EXERCISE REQUIREMENTS:
With the line that contains "white ceiling, dropping" as the final line, return every line from the start of the data below exactly.

BEGIN INPUT FOR THIS TASK

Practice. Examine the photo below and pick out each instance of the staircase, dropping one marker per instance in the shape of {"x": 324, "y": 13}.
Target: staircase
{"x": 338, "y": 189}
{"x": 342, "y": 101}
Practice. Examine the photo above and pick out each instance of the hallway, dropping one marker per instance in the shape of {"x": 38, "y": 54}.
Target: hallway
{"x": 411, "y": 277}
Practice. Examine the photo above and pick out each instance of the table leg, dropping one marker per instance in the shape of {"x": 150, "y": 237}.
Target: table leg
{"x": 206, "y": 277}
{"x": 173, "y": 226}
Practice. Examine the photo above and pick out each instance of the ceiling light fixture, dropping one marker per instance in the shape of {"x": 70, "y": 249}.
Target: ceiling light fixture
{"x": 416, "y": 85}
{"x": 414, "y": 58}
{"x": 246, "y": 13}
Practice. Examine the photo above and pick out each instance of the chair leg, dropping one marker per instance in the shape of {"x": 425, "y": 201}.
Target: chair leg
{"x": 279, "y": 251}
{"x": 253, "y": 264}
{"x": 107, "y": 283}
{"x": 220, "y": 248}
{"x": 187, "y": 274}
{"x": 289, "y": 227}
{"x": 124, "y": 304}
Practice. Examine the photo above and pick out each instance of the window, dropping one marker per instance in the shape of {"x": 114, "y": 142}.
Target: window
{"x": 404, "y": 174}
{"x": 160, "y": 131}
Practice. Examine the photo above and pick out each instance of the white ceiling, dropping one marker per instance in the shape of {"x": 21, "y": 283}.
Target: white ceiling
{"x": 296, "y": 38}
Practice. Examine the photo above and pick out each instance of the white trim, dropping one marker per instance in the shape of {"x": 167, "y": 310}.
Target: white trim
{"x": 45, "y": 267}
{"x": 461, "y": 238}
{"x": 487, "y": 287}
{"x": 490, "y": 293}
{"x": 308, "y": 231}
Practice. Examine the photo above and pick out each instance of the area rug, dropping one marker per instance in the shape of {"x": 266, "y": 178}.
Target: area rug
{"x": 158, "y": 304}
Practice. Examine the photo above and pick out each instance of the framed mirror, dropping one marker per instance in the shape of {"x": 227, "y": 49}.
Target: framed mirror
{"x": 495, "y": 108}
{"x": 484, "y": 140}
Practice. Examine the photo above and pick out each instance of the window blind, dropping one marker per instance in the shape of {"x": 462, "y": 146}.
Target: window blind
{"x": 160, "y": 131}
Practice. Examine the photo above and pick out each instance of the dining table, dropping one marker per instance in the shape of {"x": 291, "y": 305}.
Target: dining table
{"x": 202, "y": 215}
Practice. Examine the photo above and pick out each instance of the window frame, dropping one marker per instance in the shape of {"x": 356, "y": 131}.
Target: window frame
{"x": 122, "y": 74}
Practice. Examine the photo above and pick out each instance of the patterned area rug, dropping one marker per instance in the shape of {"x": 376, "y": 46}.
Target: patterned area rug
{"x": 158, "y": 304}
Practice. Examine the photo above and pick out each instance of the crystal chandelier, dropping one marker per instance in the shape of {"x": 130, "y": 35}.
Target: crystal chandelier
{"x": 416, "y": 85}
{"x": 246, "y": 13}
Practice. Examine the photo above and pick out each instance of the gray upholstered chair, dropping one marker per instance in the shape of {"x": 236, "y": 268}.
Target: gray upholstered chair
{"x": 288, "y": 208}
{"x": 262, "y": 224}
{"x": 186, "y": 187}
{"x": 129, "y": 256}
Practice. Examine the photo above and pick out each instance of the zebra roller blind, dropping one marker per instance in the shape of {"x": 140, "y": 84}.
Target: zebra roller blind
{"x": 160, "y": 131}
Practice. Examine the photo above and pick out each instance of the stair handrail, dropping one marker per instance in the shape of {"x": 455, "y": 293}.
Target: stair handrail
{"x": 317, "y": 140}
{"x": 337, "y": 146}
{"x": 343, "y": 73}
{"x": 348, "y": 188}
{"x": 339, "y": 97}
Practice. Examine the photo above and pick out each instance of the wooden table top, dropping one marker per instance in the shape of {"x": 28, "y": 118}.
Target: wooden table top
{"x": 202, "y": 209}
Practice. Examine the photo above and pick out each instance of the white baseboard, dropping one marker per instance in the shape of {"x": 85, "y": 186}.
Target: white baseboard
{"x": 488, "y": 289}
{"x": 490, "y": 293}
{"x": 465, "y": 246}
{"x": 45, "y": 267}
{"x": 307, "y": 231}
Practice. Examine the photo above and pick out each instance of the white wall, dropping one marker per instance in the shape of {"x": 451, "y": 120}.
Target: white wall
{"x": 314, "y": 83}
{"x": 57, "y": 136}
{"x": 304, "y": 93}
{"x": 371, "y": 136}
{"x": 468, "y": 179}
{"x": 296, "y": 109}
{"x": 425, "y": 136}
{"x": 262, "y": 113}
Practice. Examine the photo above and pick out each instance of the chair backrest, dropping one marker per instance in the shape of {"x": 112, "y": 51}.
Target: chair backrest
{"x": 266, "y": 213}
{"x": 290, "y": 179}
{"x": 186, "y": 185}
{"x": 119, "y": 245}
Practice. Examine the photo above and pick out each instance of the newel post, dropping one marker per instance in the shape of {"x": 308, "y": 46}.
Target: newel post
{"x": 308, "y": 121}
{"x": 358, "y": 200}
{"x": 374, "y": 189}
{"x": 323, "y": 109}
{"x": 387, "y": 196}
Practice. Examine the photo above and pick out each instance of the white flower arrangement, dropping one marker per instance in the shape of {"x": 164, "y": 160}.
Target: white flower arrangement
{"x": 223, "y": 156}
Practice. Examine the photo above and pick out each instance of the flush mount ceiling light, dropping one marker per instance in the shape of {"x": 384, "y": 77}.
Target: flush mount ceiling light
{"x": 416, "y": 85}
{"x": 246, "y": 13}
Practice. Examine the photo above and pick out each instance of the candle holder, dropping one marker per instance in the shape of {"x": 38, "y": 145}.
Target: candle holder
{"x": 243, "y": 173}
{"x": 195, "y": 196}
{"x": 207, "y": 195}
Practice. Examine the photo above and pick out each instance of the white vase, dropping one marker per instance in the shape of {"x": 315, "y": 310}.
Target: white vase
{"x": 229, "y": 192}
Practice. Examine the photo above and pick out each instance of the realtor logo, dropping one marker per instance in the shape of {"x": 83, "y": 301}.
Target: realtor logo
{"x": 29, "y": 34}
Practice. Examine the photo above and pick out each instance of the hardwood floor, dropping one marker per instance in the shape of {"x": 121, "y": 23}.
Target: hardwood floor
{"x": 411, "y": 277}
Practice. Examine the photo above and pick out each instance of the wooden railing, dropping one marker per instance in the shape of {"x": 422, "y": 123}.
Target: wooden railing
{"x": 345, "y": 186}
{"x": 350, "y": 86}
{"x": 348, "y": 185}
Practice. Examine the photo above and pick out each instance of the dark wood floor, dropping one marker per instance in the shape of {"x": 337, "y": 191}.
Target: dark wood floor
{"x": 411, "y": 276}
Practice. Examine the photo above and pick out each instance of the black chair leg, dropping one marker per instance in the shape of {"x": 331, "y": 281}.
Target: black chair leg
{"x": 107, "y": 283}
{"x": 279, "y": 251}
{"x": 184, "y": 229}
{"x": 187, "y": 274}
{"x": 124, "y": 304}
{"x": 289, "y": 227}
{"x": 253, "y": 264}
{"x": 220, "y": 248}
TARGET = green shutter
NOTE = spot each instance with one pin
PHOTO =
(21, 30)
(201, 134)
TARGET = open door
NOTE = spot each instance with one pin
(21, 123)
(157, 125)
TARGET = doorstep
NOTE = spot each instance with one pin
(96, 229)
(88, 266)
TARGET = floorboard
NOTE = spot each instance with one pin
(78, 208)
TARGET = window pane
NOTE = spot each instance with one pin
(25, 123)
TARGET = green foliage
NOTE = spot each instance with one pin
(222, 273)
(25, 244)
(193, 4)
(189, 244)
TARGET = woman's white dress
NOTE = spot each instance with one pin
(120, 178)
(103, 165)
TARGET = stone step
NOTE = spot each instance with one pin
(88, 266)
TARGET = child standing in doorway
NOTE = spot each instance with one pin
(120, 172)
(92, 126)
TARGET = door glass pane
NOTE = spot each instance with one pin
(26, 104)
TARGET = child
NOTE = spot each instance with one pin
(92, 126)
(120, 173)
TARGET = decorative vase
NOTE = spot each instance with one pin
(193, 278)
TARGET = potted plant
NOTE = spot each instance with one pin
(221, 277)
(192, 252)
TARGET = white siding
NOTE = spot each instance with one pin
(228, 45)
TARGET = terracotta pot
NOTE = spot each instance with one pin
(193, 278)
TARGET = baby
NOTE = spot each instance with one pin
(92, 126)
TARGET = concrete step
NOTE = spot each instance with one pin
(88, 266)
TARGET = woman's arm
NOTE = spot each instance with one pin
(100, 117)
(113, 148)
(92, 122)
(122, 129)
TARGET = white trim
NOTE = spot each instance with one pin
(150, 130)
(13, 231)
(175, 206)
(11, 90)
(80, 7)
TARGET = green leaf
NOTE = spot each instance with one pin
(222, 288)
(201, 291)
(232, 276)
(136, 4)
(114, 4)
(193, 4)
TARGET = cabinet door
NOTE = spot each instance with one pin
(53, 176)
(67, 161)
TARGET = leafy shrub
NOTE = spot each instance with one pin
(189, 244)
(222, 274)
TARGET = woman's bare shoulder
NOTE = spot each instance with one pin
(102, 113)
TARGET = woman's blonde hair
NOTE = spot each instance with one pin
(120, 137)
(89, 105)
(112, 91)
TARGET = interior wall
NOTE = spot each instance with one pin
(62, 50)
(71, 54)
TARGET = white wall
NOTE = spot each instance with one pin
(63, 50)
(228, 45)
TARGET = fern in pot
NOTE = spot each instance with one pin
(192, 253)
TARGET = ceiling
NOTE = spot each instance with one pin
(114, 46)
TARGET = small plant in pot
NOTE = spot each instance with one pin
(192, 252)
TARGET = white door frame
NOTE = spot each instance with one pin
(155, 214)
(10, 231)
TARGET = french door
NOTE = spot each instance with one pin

END INPUT FOR THIS TASK

SOLUTION FOR THIS TASK:
Practice. Examine the photo below and pick out each instance of the staircase, dropping one marker per instance in the shape of {"x": 324, "y": 13}.
Target: staircase
{"x": 338, "y": 189}
{"x": 342, "y": 101}
Practice. Examine the photo above and pick out each instance of the hallway, dropping one marker per instance in the shape of {"x": 38, "y": 54}.
Target: hallway
{"x": 411, "y": 277}
Practice. Examine the photo above and pick out each instance of the table leg, dropping one marker per instance in the shape of {"x": 150, "y": 237}.
Target: table leg
{"x": 206, "y": 277}
{"x": 173, "y": 226}
Practice. Examine the photo above and pick out each instance of the ceiling light fixture, dropping one marker per instance in the shape of {"x": 70, "y": 249}.
Target: ceiling light fixture
{"x": 416, "y": 85}
{"x": 414, "y": 58}
{"x": 246, "y": 13}
Practice. Examine the photo above and pick out each instance of the chair leg, dropping one marker per instance in the shape of {"x": 425, "y": 201}.
Target: chair leg
{"x": 279, "y": 251}
{"x": 253, "y": 264}
{"x": 107, "y": 283}
{"x": 220, "y": 248}
{"x": 187, "y": 274}
{"x": 289, "y": 227}
{"x": 124, "y": 304}
Practice. Examine the photo above and pick out each instance of the window, dropping one marker per instance in the shape of {"x": 114, "y": 142}.
Target: window
{"x": 404, "y": 174}
{"x": 160, "y": 131}
Practice. Examine the photo above and pick out each instance of the white ceiling, dropping one marker per instance in the shape of {"x": 21, "y": 283}.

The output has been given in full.